__TASK DETAILS__
Please write out, exactly, every line of the listing from its first line through the one that includes "box: [45, 384, 223, 500]".

__RECORDED DATA__
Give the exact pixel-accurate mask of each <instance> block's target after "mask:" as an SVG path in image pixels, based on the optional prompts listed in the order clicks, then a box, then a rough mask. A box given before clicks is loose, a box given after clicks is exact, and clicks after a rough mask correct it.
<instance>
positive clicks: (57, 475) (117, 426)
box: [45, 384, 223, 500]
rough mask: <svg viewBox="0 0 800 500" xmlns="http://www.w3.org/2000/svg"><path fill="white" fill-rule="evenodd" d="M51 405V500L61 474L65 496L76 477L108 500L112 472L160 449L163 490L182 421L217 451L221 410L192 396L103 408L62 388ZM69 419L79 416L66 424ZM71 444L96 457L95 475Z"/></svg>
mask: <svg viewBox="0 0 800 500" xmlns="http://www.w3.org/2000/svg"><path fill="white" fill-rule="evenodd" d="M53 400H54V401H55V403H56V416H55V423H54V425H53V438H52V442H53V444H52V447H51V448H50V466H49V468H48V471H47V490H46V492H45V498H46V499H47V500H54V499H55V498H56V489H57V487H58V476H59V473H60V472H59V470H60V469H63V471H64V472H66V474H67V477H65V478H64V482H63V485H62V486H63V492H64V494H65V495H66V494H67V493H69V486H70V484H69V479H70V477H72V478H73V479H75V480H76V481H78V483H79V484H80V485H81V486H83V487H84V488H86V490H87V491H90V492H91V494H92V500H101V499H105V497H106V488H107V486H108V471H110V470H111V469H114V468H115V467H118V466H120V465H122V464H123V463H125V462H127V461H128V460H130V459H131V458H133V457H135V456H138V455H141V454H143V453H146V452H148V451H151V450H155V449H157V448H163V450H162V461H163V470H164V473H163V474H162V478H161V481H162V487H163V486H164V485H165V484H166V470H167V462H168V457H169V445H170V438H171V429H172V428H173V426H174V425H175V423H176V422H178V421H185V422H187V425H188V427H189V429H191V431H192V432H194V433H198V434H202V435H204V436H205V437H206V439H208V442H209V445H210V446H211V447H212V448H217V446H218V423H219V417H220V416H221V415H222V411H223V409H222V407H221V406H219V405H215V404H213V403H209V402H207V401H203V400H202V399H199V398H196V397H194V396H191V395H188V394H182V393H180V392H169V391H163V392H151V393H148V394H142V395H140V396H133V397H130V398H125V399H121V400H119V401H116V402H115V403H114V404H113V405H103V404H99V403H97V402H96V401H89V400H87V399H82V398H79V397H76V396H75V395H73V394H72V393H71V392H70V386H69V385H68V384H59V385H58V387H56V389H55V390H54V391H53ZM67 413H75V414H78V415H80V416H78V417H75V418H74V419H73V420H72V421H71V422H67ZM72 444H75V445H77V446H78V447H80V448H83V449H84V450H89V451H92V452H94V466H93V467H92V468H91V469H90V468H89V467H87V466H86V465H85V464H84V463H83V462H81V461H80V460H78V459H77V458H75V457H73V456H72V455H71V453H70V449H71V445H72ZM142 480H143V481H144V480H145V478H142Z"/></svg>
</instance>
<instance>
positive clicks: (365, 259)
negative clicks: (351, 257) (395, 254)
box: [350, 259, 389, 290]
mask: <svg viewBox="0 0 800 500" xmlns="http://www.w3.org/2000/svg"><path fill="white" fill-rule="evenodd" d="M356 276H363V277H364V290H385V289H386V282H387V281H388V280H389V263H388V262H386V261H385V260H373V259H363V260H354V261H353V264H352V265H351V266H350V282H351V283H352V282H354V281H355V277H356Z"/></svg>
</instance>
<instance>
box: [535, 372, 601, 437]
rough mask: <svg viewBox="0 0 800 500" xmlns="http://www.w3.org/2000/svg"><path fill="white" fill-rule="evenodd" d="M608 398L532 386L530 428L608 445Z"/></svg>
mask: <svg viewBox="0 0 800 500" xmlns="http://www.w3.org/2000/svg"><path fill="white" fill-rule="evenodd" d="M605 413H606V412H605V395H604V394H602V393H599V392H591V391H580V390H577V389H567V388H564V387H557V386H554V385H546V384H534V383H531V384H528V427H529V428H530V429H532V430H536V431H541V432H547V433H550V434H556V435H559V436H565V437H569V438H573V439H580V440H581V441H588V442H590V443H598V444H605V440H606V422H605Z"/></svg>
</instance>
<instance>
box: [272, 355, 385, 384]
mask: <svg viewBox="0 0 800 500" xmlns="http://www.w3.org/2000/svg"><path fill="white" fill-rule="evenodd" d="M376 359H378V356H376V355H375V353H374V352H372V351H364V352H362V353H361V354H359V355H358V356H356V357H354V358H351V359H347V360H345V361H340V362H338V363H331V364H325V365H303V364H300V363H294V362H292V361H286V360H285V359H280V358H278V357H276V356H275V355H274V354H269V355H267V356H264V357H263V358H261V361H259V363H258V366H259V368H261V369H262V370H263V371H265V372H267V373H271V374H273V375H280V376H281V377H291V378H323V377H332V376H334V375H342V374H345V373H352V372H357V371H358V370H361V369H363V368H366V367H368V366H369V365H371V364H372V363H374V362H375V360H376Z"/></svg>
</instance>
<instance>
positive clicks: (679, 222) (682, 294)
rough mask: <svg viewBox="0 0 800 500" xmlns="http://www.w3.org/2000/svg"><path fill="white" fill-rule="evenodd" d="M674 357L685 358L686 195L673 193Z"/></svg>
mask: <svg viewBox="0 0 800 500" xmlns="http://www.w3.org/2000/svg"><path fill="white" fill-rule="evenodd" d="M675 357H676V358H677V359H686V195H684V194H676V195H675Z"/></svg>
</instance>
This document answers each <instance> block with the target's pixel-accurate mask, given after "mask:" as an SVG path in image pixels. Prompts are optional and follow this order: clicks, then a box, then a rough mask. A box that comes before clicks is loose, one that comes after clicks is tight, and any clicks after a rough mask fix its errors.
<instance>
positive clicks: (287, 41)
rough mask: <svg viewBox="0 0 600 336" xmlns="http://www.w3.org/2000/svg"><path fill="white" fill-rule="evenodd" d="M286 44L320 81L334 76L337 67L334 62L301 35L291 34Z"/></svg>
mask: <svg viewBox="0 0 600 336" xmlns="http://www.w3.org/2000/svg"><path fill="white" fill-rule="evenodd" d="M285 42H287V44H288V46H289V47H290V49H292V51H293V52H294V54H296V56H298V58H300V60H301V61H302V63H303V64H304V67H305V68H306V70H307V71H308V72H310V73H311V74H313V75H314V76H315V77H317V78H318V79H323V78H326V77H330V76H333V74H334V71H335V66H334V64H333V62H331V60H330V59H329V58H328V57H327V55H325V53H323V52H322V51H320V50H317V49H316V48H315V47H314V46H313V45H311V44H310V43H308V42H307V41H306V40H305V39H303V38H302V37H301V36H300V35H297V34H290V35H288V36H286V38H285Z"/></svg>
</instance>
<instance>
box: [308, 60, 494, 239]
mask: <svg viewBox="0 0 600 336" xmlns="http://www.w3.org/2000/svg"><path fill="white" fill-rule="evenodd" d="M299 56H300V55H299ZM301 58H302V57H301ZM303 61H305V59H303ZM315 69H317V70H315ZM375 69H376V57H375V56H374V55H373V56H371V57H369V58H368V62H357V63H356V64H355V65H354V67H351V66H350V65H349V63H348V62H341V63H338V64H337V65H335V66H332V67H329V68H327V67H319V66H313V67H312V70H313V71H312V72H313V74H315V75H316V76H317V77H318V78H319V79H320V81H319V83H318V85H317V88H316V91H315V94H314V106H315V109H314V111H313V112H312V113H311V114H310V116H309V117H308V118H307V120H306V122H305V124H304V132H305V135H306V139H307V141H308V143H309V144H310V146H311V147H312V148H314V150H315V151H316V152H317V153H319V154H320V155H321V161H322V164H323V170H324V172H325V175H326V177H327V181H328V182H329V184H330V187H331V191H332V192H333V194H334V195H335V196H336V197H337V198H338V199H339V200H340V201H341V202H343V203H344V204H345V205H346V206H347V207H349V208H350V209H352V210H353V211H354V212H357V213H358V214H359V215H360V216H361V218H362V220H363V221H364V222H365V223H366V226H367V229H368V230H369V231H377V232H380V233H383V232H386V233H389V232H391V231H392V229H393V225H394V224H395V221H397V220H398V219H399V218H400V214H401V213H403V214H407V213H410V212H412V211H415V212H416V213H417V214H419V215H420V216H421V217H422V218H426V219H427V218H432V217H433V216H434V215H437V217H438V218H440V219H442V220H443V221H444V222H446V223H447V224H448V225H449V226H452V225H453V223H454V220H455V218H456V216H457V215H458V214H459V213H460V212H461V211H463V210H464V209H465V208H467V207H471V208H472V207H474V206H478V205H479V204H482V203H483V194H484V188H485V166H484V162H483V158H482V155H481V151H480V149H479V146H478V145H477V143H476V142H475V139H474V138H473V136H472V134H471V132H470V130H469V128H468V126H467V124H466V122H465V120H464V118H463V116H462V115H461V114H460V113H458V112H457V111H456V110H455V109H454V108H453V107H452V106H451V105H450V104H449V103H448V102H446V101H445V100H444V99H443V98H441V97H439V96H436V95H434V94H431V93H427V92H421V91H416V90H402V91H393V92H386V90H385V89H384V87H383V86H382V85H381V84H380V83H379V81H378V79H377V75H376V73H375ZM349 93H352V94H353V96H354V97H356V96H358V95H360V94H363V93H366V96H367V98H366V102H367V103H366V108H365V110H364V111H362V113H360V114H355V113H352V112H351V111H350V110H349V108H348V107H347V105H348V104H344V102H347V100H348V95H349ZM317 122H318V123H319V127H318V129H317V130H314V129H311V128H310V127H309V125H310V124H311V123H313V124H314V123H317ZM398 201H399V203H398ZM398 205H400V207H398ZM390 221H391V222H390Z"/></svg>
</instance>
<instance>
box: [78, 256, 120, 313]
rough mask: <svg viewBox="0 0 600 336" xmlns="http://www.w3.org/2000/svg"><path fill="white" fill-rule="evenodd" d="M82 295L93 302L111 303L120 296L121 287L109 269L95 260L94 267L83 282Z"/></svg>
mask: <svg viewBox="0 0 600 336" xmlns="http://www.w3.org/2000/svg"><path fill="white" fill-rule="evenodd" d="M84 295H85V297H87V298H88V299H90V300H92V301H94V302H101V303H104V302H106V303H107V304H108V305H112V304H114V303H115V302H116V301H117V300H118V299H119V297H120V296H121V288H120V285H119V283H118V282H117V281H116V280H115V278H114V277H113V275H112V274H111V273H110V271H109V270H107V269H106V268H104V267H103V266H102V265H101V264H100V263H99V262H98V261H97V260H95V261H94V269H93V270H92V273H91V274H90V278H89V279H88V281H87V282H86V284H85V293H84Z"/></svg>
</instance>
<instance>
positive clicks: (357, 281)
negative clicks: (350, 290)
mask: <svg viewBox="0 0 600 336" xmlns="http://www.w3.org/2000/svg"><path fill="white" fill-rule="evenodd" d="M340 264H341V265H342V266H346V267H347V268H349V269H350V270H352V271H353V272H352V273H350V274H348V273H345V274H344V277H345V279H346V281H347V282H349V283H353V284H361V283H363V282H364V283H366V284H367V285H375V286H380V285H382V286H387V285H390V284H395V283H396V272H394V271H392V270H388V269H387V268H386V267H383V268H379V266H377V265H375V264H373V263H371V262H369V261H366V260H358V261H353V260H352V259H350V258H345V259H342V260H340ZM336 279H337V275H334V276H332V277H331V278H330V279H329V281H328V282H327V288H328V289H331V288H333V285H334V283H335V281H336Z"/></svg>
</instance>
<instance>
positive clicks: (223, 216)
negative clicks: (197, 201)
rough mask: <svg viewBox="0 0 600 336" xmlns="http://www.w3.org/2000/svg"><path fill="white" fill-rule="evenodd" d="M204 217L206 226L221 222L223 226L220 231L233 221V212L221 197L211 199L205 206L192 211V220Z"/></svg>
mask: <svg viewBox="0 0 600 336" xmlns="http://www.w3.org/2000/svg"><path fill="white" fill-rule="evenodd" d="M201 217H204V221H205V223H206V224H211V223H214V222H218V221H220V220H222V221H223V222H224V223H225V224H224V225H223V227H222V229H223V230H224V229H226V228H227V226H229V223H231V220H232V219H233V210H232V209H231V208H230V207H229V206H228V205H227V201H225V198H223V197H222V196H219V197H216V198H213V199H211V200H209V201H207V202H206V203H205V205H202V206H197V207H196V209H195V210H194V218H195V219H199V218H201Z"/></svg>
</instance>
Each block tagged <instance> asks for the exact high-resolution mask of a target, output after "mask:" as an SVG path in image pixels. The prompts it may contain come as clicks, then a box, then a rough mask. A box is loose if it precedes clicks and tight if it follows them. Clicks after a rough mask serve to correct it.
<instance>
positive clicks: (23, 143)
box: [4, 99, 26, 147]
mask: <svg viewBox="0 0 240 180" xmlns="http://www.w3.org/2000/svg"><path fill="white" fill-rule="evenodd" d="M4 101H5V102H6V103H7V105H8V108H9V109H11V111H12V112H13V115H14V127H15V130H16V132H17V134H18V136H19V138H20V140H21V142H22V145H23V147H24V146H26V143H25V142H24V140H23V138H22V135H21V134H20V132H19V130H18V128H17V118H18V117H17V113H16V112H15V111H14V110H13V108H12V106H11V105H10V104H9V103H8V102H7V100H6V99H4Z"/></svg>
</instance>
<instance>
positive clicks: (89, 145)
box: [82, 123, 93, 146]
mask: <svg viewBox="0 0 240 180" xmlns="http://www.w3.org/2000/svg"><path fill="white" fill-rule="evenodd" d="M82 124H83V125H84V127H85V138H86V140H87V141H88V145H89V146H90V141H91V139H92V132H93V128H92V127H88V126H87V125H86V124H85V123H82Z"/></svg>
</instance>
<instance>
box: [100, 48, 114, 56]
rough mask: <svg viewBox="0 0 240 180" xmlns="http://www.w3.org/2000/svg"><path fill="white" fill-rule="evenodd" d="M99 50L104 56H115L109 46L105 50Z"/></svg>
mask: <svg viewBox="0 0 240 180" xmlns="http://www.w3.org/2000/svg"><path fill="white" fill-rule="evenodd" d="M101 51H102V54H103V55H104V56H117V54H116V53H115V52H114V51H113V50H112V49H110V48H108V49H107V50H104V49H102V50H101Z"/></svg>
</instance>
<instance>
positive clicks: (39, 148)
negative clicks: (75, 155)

__ANSWER TO THIS EXERCISE__
Give the exact pixel-accurate mask of each <instance> block's target after "mask:" as an SVG path in image pixels, based on the optional prompts listed in the order clicks, then a box, then a rough mask. A box given before clicks is loose, a box given after clicks is exact, and clicks after a rough mask correct it.
<instance>
positive clicks: (57, 475) (117, 426)
box: [45, 384, 223, 500]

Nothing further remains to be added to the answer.